TEKSTFRAGMENT.
# # # #

Een groep tieners rent rondjes over het podium, keurig in colonne. Een schrille fluittoon weerklinkt, als van een man die zijn hond roept. Ogenblikkelijk draaien ze om hun as en rennen in omgekeerde richting.

De opening van The Priestess is ijzersterk omdat het publiek meteen weet waar het naar kijkt: een gymles op school – en vervolgens alsnog hardhandig op het verkeerde been wordt gezet. Want zoals deze docent tegen zijn leerlingen tekeergaat, zijn we dat in Nederland al decennia niet meer gewend. Hij schreeuwt tegen ze alsof ze soldaten zijn, slaat naar ze als ze niet hard genoeg lopen, dwingt ze tot een vernederend hurkend huppelen wanneer ze iets fout doen. We zijn dan ook op het platteland van Hongarije, waar de Middeleeuwen doodleuk de draad weer lijken te hebben opgenomen na ruim veertig jaar communisme.

# # # #

AANGELEVERDE GEGEVENS.

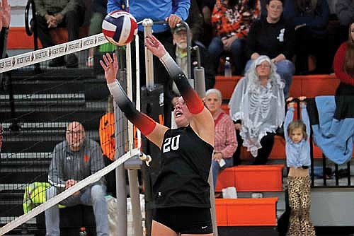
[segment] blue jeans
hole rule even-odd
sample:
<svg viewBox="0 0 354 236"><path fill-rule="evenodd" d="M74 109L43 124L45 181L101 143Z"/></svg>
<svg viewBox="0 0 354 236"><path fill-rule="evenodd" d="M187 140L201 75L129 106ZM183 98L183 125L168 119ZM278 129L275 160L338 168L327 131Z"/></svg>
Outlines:
<svg viewBox="0 0 354 236"><path fill-rule="evenodd" d="M244 48L246 46L246 40L240 38L232 42L230 52L232 54L232 63L236 69L235 73L238 75L241 74L245 63L244 59ZM215 37L208 47L209 54L213 61L214 69L215 71L219 66L220 57L224 52L224 44L220 37Z"/></svg>
<svg viewBox="0 0 354 236"><path fill-rule="evenodd" d="M245 71L249 70L251 64L252 60L249 60L249 61L247 61L244 69ZM285 83L285 87L284 87L284 96L286 98L289 96L291 82L292 81L292 76L295 73L295 66L292 61L286 59L278 61L275 66L277 66L277 73Z"/></svg>
<svg viewBox="0 0 354 236"><path fill-rule="evenodd" d="M45 191L47 200L57 195L57 187L52 186ZM61 205L72 206L78 204L92 206L95 214L97 236L108 236L107 201L105 198L105 186L93 185L81 189L77 196L71 196L60 202ZM58 205L45 211L47 236L59 236L59 215Z"/></svg>
<svg viewBox="0 0 354 236"><path fill-rule="evenodd" d="M215 191L215 187L217 186L217 175L220 170L225 169L226 167L231 167L234 165L234 160L231 158L224 158L225 161L225 165L222 167L219 165L219 162L212 160L212 183L214 184L214 191Z"/></svg>

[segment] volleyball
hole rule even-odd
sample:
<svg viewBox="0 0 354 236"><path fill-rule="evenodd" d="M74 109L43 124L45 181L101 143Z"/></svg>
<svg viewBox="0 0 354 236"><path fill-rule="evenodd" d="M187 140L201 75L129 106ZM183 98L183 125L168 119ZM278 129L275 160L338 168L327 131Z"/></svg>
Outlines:
<svg viewBox="0 0 354 236"><path fill-rule="evenodd" d="M102 33L110 43L123 46L137 33L137 20L130 13L124 11L115 11L108 13L102 23Z"/></svg>

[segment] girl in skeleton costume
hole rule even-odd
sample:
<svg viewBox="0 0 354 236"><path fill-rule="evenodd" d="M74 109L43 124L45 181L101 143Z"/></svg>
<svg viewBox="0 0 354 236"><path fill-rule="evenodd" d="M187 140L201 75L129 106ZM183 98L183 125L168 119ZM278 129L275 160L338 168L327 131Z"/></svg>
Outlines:
<svg viewBox="0 0 354 236"><path fill-rule="evenodd" d="M274 143L274 133L285 117L284 82L267 56L257 58L237 83L229 103L239 143L256 158L255 165L266 164ZM239 147L235 164L239 164Z"/></svg>
<svg viewBox="0 0 354 236"><path fill-rule="evenodd" d="M118 64L107 54L101 64L107 85L125 117L161 149L161 165L153 183L152 235L212 235L207 182L214 147L214 119L181 68L153 35L147 49L159 57L182 97L175 104L178 129L170 129L137 111L115 79ZM167 78L166 78L167 79Z"/></svg>

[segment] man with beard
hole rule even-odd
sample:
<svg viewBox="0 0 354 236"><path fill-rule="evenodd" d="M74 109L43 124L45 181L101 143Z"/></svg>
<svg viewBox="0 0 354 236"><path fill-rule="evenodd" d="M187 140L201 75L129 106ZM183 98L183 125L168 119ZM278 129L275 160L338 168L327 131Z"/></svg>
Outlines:
<svg viewBox="0 0 354 236"><path fill-rule="evenodd" d="M69 124L65 137L66 140L58 143L52 154L48 174L51 187L45 192L47 200L104 167L100 145L86 138L85 129L81 124L77 122ZM105 189L105 180L101 178L60 202L64 206L92 206L98 236L108 235ZM46 235L60 235L59 216L57 205L45 211Z"/></svg>
<svg viewBox="0 0 354 236"><path fill-rule="evenodd" d="M172 57L175 59L177 64L181 67L184 74L188 75L188 66L187 66L187 30L185 26L182 24L177 24L175 28L172 28L172 36L173 40L173 45L175 45L175 53L172 54ZM190 35L192 38L192 48L195 46L199 47L199 52L200 52L200 66L204 67L205 78L205 89L208 90L214 87L215 83L215 75L214 74L214 71L212 70L212 63L210 61L210 57L209 56L209 52L205 47L199 41L195 41L193 40L193 35ZM197 59L197 54L194 50L191 52L190 55L190 63L192 69L191 78L188 78L190 83L194 83L194 74L193 69L198 66L198 61ZM179 96L179 91L173 83L173 92L176 96ZM172 102L175 100L176 97L174 98Z"/></svg>

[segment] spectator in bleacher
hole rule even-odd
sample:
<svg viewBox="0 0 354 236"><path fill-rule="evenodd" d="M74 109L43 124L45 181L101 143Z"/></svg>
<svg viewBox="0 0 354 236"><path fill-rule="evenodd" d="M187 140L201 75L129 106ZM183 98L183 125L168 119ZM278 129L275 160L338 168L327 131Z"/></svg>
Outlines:
<svg viewBox="0 0 354 236"><path fill-rule="evenodd" d="M354 94L354 21L348 28L348 41L339 47L333 60L334 73L341 81L336 95Z"/></svg>
<svg viewBox="0 0 354 236"><path fill-rule="evenodd" d="M336 15L342 25L349 25L354 22L354 1L337 0Z"/></svg>
<svg viewBox="0 0 354 236"><path fill-rule="evenodd" d="M217 89L212 88L206 92L205 105L212 114L215 123L215 140L212 160L214 191L220 170L234 165L232 155L237 148L234 123L230 116L225 114L221 108L222 102L222 93Z"/></svg>
<svg viewBox="0 0 354 236"><path fill-rule="evenodd" d="M107 100L107 112L100 119L99 135L100 144L103 156L114 160L115 153L115 121L113 97L109 95Z"/></svg>
<svg viewBox="0 0 354 236"><path fill-rule="evenodd" d="M178 24L175 28L172 28L172 36L173 39L173 45L175 45L175 52L172 54L172 57L175 59L177 64L181 67L182 71L185 75L188 75L188 66L187 66L187 30L182 24ZM192 47L198 46L199 52L200 53L200 66L204 67L205 88L207 90L214 87L215 83L215 76L214 71L212 68L212 62L209 52L204 45L198 41L194 40L194 35L190 35L192 37L191 46ZM194 83L194 73L193 69L198 66L198 57L194 50L191 50L190 55L190 68L191 68L191 78L188 78L191 83ZM179 96L179 91L173 83L172 89L176 93L176 95Z"/></svg>
<svg viewBox="0 0 354 236"><path fill-rule="evenodd" d="M67 29L68 40L79 39L79 27L84 23L85 5L81 0L34 0L37 20L37 31L43 47L54 46L50 30L57 27ZM77 67L77 57L74 54L50 60L49 66Z"/></svg>
<svg viewBox="0 0 354 236"><path fill-rule="evenodd" d="M103 154L105 166L115 161L115 128L113 97L110 95L107 99L106 113L101 117L98 127L100 145ZM107 193L116 197L115 170L110 172L105 177L107 181Z"/></svg>
<svg viewBox="0 0 354 236"><path fill-rule="evenodd" d="M284 121L284 85L274 63L264 55L253 61L236 85L229 103L239 145L234 155L235 165L239 164L242 143L256 158L254 165L267 162L274 133Z"/></svg>
<svg viewBox="0 0 354 236"><path fill-rule="evenodd" d="M235 73L241 73L246 64L246 37L253 21L261 16L258 0L217 0L212 15L215 37L209 53L217 71L220 57L231 52Z"/></svg>
<svg viewBox="0 0 354 236"><path fill-rule="evenodd" d="M69 124L66 140L54 148L50 163L47 189L47 200L68 189L79 181L96 173L104 167L100 145L86 138L81 124ZM108 235L105 183L103 178L90 184L60 202L64 206L91 205L95 214L97 235ZM58 205L45 211L45 227L47 236L59 236L59 214Z"/></svg>
<svg viewBox="0 0 354 236"><path fill-rule="evenodd" d="M301 119L293 121L294 102L289 98L288 110L284 122L284 136L287 174L289 205L291 208L289 220L289 236L314 236L314 228L311 223L311 179L309 167L311 165L309 133L310 123L306 110L305 97L299 98Z"/></svg>
<svg viewBox="0 0 354 236"><path fill-rule="evenodd" d="M284 95L287 97L295 68L292 59L295 46L295 33L282 16L283 0L267 0L267 16L256 21L249 33L246 64L246 73L251 64L260 57L267 55L276 66L276 72L284 81Z"/></svg>
<svg viewBox="0 0 354 236"><path fill-rule="evenodd" d="M126 11L125 1L108 0L107 12L110 13L116 10ZM151 18L154 21L166 20L167 24L154 24L152 32L165 47L169 53L172 55L173 45L172 43L172 33L171 28L174 28L181 20L185 20L188 16L188 10L190 6L190 0L144 0L132 1L130 2L129 11L137 20L140 21L144 18ZM139 54L140 66L140 85L146 84L145 59L144 57L144 28L142 24L138 25L139 45L140 47ZM135 42L132 45L132 60L135 59ZM164 85L164 124L171 126L171 112L172 111L172 80L166 71L162 64L156 57L154 61L154 82ZM135 71L135 64L132 64L132 71ZM135 73L133 73L133 88L135 86ZM133 90L135 98L135 90Z"/></svg>
<svg viewBox="0 0 354 236"><path fill-rule="evenodd" d="M185 20L190 29L193 40L199 41L204 34L203 18L199 10L197 0L190 0L188 17Z"/></svg>
<svg viewBox="0 0 354 236"><path fill-rule="evenodd" d="M329 73L327 25L329 8L326 0L295 0L287 4L284 17L291 20L296 32L297 73Z"/></svg>
<svg viewBox="0 0 354 236"><path fill-rule="evenodd" d="M88 35L94 35L102 33L102 21L107 15L107 0L91 0L91 7L92 14L90 20ZM96 47L91 47L88 50L86 66L93 66L93 56Z"/></svg>

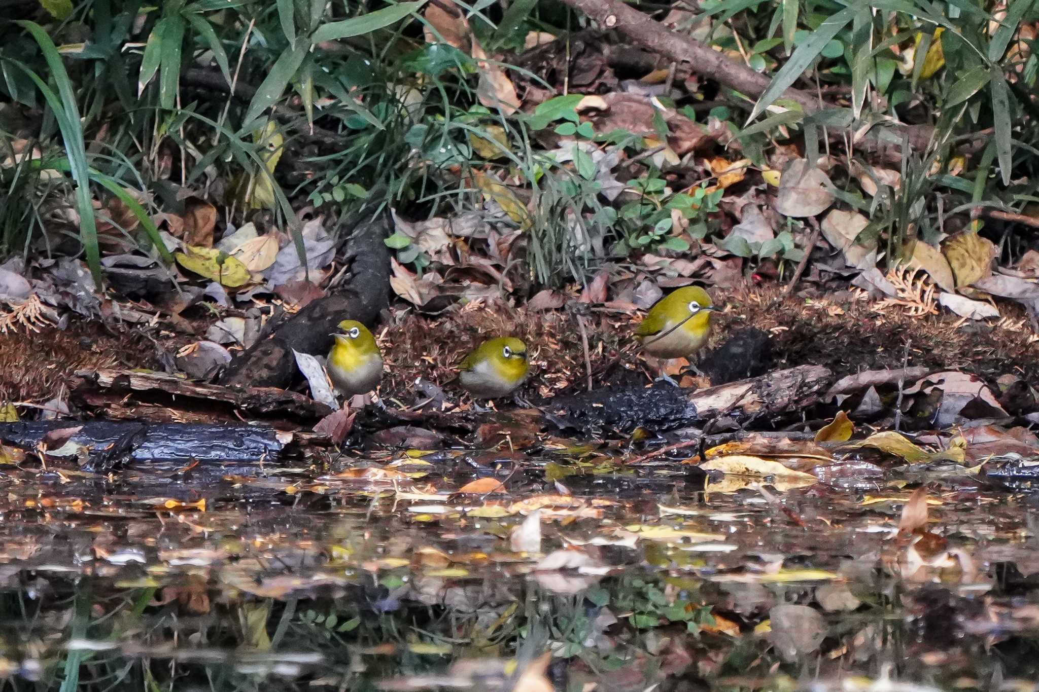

# # # #

OPDRACHT.
Beantwoord alstublieft deze vragen over het tekstfragment:
(a) Welk geluid klinkt vlak voordat de tieners in omgekeerde richting gaan rennen?
(b) Waartoe dwingt de docent zijn leerlingen wanneer ze iets fout doen?
(c) Waar speelt het zich af?
Deze gegevens komen uit een andere bron dan het tekstfragment.

ANTWOORD.
(a) Een schrille fluittoon.
(b) Tot een vernederend hurkend huppelen.
(c) Op het platteland van Hongarije.